FRAGMENTO:
▬▬▬

Resplandores de luz (Jacques Rancière)

La versión original de este artículo fue publicada originalmente en Trafic, 86, POL, Paris, 2013, pp. 70-73. Agradecemos a Sylvain George y a Jacques Rancière por facilitarnos el original en francés y darnos el permiso para la presente traducción, realizada por Miguel Savransky.


¿Cómo pensar la política de las películas de Sylvain George? Por un lado, nos muestran, bien de cerca, la condición y el combate de una categoría muy determinada de individuos: los migrantes procedentes del centro de África y de Asia, ocupados en atravesar la última etapa de su periplo: los treinta y cuatro kilómetros de agua que separan Calais de Dover. Los vemos lavarse en el borde del canal, hacer cola para la distribución de alimentos, preparar y compartir sus comidas en campamentos improvisados, acechar detrás de los árboles la parada de los camiones debajo de los cuales será posible colarse, intentar por la noche trepar las rejas para tener acceso a la zona donde esos mismos camiones esperan para embarcar. Escuchamos también a algunos de ellos contar sus historias, expresar sus dolores y sus aspiraciones y eventualmente su visión del estado del mundo. Percibimos que, para mostrarnos todo esto, el cineasta tuvo que involucrarse en su vida cotidiana y ganarse su confianza lo suficiente como para poder seguirlos con su cámara, incluso en sus intentos de burlar la vigilancia policial. Pero quien admire la precisión de su investigación podría también irritarse por el tiempo que dedica a captar espectáculos fugitivos que evidentemente no nos enseñan nada sobre la inmigración: reflejos en el agua sucia de un puerto, el juego de la luz en una orilla, el viento en los árboles, un jardín bajo la nieve con sus arbustos inclinados y sus estatuas carcomidas por la humedad. Tampoco puede dejar de interrogarse por la estructura de las películas: no adoptan ni la forma de un reportaje que alterna documentos y explicaciones, ni la de una película de ficción que sigue el destino de una persona o de un grupo de personas hasta el éxito o el fracaso de su empresa. Sus episodios son construidos como un montón de pequeños poemas en prosa, cerrados sobre sí mismos, que se comunican con los otros no a través de los vínculos de causa y efecto, sino de los de las resonancias y las tonalidades y culminan de buen grado en una figura cinematográfica igualmente inapropiada para la demostración dialéctica y la creación de una dinámica militante: fundidos a negro que los aíslan unos de otros al tiempo que acentúan su ritmo de olas que rompen continuamente contra la misma orilla.

▬▬▬

MATERIAL PROPORCIONADO:

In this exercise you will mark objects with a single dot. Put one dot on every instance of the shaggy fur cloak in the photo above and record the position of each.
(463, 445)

▬▬▬

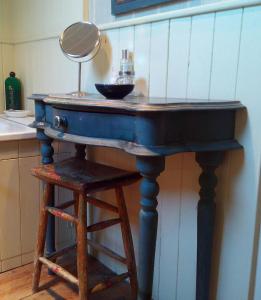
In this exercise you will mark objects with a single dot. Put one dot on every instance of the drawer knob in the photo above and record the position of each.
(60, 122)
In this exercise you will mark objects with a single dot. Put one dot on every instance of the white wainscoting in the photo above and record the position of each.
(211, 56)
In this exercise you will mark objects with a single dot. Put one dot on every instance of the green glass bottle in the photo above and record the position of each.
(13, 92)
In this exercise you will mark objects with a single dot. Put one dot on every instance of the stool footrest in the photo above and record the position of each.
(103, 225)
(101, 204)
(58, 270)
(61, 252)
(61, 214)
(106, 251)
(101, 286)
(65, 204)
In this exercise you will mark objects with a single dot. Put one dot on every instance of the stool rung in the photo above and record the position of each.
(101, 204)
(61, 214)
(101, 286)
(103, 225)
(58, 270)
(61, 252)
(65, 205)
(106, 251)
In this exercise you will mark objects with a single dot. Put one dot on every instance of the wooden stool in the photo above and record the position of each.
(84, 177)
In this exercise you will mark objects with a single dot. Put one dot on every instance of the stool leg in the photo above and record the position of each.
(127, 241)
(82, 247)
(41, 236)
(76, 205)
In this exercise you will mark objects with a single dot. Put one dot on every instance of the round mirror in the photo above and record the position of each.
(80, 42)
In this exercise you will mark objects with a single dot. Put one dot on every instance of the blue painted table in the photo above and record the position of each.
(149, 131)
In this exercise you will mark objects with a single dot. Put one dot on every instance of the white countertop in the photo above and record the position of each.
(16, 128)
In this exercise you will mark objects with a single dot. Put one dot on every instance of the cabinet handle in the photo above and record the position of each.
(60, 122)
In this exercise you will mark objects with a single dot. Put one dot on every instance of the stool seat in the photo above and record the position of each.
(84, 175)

▬▬▬

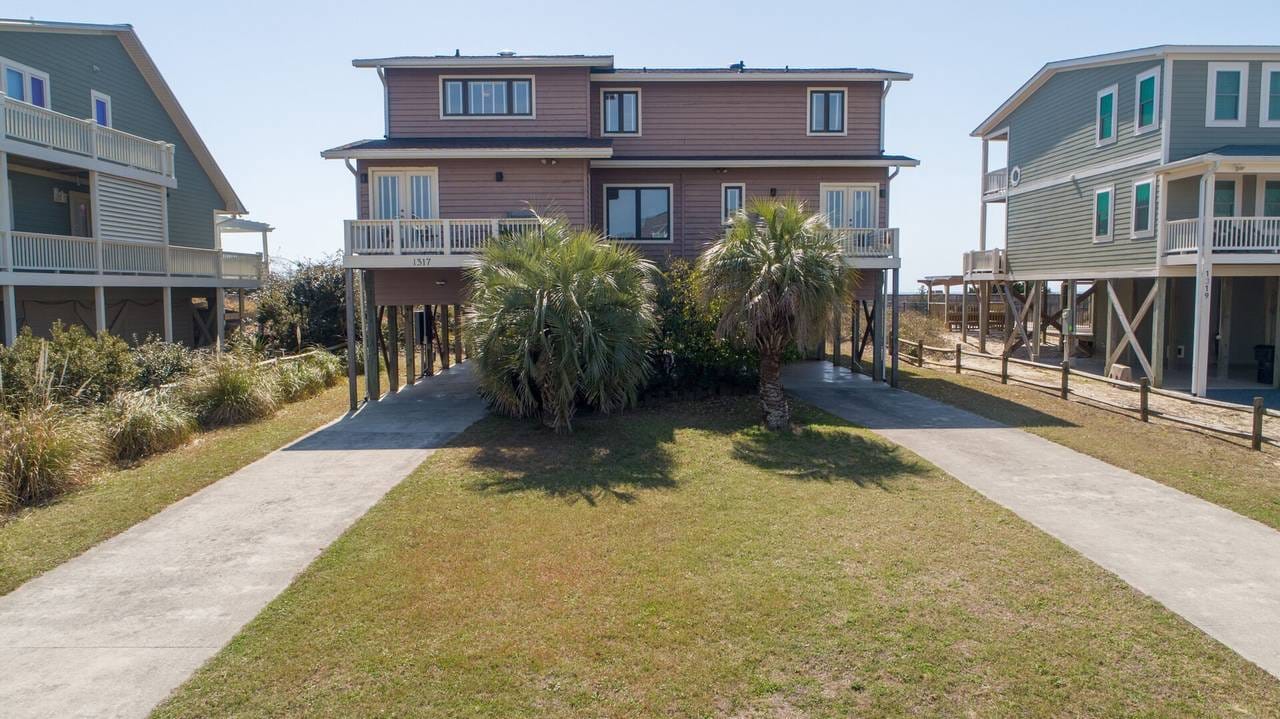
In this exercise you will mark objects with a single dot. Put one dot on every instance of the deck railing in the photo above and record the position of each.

▬▬▬

TAREAS POR REALIZAR:
[A] Transcribe, por favor, la parte del fragmento sobre las películas de Sylvain George que abre con las palabras que contienen «Resplandores de luz (Jacques» y cierra con «por Miguel Savransky.».
[B] Según el fragmento, ¿cuántos kilómetros de agua separan Calais de Dover?

RESPUESTAS:
[A]
Resplandores de luz (Jacques Rancière)

La versión original de este artículo fue publicada originalmente en Trafic, 86, POL, Paris, 2013, pp. 70-73. Agradecemos a Sylvain George y a Jacques Rancière por facilitarnos el original en francés y darnos el permiso para la presente traducción, realizada por Miguel Savransky.

[B] Treinta y cuatro kilómetros.